## Required work
Extract the line that contains "Task: annotate a point on every instance of the steelers team" and every line after it to the end of the records below, exactly as written and nothing else.

## Material supplied

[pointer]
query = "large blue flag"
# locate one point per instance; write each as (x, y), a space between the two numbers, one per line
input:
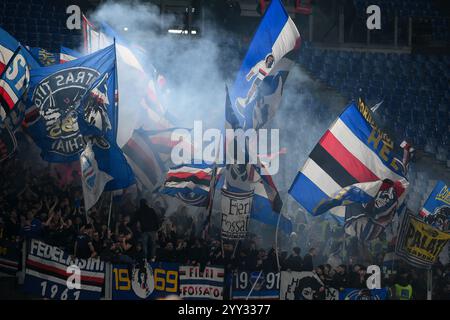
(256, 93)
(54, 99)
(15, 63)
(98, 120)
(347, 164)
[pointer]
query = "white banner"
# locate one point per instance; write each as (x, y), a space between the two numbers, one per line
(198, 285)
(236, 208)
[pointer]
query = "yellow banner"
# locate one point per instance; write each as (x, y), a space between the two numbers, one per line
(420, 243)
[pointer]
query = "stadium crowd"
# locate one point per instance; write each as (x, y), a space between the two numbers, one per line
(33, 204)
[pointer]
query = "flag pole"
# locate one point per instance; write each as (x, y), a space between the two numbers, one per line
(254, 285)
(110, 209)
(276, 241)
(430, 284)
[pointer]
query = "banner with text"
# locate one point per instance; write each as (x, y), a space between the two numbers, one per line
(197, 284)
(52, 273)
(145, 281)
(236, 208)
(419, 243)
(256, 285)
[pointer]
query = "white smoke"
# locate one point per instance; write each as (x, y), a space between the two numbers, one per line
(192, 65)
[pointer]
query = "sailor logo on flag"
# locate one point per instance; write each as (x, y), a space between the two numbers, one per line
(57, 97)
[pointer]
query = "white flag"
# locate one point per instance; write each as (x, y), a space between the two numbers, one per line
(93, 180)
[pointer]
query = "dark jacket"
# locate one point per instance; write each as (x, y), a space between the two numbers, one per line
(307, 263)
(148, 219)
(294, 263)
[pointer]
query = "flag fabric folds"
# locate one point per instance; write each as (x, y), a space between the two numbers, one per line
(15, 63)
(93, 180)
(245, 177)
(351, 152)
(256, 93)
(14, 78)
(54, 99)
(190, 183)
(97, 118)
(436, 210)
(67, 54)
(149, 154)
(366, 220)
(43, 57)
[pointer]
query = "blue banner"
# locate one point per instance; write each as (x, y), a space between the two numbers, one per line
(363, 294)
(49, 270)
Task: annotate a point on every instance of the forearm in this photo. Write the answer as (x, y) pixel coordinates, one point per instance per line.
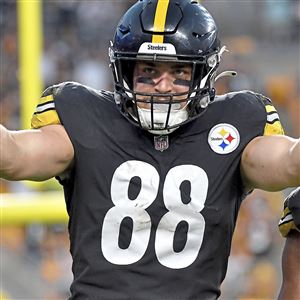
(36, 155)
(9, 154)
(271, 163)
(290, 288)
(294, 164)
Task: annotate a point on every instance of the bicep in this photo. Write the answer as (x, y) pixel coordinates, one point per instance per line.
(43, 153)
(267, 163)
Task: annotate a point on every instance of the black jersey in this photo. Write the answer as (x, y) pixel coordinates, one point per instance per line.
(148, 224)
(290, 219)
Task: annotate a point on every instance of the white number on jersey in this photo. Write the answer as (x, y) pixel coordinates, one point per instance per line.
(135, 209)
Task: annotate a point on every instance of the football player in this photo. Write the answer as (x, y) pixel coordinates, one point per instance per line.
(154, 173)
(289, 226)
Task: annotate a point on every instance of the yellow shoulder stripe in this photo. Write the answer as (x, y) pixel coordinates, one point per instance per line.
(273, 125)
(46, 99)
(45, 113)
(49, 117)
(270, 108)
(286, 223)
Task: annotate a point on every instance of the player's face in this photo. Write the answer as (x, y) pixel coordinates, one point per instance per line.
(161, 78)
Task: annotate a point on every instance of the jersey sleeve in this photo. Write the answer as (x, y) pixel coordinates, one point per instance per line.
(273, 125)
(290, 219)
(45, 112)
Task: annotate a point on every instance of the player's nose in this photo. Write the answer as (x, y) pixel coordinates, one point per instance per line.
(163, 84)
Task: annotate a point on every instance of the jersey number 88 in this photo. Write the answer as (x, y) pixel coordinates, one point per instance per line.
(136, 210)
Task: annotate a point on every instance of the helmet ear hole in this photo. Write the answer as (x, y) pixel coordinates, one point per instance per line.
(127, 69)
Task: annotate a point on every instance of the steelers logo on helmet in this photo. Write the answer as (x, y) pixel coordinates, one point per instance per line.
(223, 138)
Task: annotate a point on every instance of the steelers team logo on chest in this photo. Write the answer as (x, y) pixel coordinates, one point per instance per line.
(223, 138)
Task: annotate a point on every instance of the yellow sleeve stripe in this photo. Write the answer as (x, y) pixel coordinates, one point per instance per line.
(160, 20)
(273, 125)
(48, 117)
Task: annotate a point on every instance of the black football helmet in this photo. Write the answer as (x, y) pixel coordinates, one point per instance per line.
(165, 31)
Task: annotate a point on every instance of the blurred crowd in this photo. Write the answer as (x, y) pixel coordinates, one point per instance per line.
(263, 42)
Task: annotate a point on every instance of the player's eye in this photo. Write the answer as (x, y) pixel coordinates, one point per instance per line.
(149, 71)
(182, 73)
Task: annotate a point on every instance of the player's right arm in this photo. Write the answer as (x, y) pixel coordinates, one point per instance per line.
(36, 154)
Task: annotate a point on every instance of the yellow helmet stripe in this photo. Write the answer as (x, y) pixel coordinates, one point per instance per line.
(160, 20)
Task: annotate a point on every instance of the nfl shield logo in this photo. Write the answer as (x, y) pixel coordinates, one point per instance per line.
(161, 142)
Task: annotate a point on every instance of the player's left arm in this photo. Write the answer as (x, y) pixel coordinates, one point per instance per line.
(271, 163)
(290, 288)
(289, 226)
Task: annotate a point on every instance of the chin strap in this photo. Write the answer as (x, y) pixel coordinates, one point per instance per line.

## Correct answer
Task: annotate a point on every instance of the steelers team logo on chest in this photo. Write the answer as (x, y) pixel coordinates, one point per instance per line.
(223, 138)
Task: annotate a point on every instance of the yellow sleeve stripe in this photo. Write the answer as (x, y) pixel coordinates, one point per instance per line.
(160, 20)
(273, 125)
(48, 117)
Task: annotate a point on every instance of the black football helmet in this photo. Write the answer as (x, y) pixel coordinates, one point per instance per line.
(165, 31)
Task: annotate a point on every instance of the blurred crowd in this photo. Write the answer as (x, y) pixel coordinates, one point per instance per line.
(263, 42)
Task: annotate a point on every instance of the player's eye in this photo. Write the answer as (x, y) pixel coordinates, one point per instance per line.
(149, 71)
(182, 73)
Task: annotate a point on every instance of the player's right arm in this photo. Write the answer as (x, y) pixel coordinates, one point per instance per line.
(36, 154)
Task: annotate a point on every instance of the yellow helmet stripe in this photo. Write the answer as (x, y) pixel coordinates, one point per instance per line.
(160, 20)
Task: annotate a point on every instance of the nfl shield logo in this photo. Write the answer as (x, y) pixel coordinates, one point per instance per line.
(161, 142)
Task: annotate a point on every instance of the player's left arm in this photo. Write the answer as (x, y) pixel coordinates, one point per instance per line.
(271, 163)
(290, 288)
(289, 226)
Task: annotate a point on every instance of the chin strap in this photo. Write the answer as (x, y) pixel coordinates, one point per instance per line.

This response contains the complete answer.